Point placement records
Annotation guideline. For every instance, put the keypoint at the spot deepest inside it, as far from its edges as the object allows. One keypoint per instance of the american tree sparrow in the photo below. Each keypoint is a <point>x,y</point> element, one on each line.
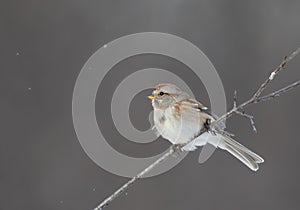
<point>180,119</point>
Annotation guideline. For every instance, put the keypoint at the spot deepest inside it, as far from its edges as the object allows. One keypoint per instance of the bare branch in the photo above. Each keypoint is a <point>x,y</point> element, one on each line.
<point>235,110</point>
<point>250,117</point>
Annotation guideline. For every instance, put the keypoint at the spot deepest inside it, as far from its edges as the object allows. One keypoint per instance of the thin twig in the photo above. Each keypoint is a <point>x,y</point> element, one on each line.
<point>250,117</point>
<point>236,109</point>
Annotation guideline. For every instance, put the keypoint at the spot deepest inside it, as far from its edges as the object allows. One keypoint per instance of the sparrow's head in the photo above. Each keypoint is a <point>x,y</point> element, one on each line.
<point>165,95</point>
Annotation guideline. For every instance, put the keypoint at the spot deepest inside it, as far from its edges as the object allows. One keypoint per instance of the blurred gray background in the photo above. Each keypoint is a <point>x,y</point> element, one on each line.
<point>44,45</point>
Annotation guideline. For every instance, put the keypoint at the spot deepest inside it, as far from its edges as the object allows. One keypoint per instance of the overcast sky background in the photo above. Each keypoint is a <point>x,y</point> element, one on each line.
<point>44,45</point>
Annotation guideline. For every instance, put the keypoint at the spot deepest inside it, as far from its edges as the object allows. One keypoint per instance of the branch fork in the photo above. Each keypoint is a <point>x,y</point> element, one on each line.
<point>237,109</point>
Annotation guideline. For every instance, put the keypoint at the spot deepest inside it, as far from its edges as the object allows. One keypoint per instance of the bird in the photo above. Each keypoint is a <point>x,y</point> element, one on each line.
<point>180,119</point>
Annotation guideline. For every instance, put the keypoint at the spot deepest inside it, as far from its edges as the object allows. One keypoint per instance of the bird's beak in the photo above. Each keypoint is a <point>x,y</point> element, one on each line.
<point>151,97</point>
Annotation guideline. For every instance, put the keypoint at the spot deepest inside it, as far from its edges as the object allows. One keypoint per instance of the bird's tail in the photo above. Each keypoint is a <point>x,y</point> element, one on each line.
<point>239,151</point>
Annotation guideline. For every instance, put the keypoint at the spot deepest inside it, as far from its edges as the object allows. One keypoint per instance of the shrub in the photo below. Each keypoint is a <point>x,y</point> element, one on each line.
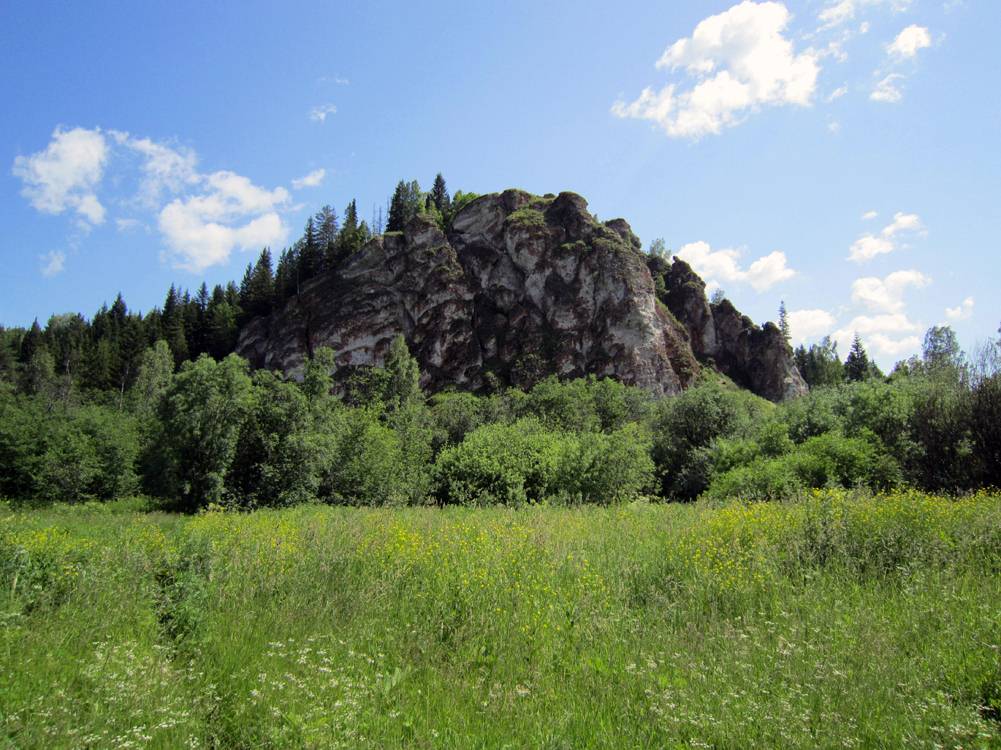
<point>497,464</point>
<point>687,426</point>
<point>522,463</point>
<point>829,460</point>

To be done
Copy out, word for word, the lines running from the line that holds "the bird's tail" through the end of the records, both ends included, and leave the pictures out of your copy.

Solution to this task
Annotation guideline. For every instance, put the keypoint at the spot deepest inside it, as far from its edges as the object allows. One keypoint per instance of the bird's tail in the photo above. Each keypoint is a <point>x,y</point> element, one on each line.
<point>239,151</point>
Annotation guideline. For every instance, put the keypoint at the spot deepest inside it, as far from its edges as the object allows. One keypoint per instance of the shrub in the photo below. Each keypoint is a <point>x,y</point> element, one on each line.
<point>497,464</point>
<point>687,426</point>
<point>522,463</point>
<point>829,460</point>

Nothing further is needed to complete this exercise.